* [TASK]: Pull every line with the word "gradient" out of the entries below.

* [Dataset entries]:
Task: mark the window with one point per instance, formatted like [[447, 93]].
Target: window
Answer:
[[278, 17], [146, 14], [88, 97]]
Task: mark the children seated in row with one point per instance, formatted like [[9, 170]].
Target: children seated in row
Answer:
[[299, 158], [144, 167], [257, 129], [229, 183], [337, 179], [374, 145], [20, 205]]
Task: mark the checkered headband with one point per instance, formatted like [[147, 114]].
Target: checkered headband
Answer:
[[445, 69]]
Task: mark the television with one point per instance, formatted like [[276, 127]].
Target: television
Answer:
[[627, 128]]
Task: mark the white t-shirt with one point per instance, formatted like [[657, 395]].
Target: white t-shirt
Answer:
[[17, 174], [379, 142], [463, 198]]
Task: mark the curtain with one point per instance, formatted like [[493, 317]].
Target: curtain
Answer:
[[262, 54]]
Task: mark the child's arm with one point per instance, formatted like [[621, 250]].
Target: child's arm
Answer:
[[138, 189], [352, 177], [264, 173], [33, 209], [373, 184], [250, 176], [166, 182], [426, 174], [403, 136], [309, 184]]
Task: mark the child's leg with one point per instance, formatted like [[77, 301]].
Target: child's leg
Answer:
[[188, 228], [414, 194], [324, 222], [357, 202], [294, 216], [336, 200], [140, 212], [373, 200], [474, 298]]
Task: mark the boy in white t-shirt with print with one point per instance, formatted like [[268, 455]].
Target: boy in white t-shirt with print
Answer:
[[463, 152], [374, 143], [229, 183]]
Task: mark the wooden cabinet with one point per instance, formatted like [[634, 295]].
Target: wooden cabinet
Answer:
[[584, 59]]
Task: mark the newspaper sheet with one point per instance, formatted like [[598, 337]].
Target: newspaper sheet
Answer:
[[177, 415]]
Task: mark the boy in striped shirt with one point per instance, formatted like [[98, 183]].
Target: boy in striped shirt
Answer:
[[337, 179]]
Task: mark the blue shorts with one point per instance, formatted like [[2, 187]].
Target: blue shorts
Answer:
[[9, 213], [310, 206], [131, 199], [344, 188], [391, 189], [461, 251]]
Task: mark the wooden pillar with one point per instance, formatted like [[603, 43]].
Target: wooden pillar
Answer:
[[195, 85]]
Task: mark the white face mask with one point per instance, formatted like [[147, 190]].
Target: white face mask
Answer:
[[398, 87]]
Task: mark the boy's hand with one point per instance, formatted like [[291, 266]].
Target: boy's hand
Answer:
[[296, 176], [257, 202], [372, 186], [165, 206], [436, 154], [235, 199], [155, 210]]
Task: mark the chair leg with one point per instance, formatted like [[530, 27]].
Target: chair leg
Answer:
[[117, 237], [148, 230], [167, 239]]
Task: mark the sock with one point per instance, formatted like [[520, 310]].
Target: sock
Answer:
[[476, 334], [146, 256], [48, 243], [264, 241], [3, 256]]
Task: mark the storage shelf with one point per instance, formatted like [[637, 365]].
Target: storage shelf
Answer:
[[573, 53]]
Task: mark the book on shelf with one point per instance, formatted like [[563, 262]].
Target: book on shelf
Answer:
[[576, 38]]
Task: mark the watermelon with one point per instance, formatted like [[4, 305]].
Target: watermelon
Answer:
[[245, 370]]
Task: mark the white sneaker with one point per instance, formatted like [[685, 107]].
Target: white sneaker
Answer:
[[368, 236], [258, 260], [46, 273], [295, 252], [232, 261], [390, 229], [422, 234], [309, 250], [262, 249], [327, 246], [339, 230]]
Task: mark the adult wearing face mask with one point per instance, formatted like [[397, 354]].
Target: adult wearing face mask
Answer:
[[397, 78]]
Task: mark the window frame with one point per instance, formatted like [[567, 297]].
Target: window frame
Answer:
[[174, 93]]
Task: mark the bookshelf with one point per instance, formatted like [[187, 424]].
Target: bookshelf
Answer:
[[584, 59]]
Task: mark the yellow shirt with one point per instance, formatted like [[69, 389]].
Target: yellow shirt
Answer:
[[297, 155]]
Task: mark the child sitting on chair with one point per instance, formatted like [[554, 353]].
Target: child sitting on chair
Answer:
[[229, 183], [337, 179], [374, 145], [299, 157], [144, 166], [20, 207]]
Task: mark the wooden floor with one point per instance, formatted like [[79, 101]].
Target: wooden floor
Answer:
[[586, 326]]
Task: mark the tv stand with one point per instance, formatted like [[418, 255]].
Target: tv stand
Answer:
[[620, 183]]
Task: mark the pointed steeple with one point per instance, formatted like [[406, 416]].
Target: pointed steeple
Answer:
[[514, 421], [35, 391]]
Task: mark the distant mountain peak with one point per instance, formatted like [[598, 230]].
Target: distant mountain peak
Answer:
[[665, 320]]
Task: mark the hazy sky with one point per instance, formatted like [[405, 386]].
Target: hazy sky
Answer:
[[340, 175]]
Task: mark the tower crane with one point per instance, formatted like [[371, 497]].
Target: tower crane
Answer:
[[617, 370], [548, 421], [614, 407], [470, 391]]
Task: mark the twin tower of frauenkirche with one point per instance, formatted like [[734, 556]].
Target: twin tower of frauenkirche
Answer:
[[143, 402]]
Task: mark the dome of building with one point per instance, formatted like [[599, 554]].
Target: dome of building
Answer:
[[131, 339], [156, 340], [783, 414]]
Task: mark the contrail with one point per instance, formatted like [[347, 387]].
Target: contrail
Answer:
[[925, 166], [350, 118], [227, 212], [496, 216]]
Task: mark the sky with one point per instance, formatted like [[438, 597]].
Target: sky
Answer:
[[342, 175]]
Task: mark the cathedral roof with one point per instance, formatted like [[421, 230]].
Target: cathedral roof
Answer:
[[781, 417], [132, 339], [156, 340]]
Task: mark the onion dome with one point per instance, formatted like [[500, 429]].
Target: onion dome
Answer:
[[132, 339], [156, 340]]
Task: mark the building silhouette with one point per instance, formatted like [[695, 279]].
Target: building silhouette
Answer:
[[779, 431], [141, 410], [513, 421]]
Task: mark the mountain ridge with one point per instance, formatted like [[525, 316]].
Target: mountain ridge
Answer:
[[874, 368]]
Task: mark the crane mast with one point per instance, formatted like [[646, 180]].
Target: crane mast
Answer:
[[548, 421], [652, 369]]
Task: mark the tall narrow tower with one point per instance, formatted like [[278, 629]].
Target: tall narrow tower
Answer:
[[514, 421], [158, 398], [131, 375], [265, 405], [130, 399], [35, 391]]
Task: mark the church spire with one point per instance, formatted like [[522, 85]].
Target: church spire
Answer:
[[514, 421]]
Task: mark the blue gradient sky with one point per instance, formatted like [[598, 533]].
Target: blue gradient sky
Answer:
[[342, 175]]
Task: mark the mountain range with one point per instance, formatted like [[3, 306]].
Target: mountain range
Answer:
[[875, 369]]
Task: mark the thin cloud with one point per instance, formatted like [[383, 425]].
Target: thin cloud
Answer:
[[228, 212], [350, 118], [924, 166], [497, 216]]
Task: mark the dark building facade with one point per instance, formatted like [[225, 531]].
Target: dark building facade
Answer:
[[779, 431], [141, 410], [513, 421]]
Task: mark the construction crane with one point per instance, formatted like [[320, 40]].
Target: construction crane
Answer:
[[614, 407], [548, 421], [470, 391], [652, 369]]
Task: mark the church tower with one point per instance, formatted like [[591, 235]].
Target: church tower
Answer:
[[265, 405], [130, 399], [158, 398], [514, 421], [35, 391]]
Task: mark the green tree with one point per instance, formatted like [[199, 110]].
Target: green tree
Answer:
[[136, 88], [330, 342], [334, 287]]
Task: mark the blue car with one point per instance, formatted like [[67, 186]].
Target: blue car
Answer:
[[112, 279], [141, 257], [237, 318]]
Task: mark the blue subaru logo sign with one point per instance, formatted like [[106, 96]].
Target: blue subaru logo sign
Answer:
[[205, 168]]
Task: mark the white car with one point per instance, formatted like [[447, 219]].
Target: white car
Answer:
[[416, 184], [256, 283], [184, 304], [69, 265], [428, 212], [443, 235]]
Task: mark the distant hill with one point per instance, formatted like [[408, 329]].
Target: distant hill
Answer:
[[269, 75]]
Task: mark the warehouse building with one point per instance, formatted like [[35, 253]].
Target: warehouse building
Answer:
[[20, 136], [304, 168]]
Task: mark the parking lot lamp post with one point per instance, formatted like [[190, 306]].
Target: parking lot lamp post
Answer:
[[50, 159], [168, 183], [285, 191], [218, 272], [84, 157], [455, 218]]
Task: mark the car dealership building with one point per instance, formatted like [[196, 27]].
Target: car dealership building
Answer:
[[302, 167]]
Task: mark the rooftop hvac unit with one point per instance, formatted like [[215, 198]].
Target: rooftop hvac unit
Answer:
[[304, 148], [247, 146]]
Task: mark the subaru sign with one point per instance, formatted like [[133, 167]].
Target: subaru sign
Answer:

* [RESPONSE TO THE TASK]:
Task: mark the blue gradient sky with one point per instance, formatted like [[598, 533]].
Target: blue gradient sky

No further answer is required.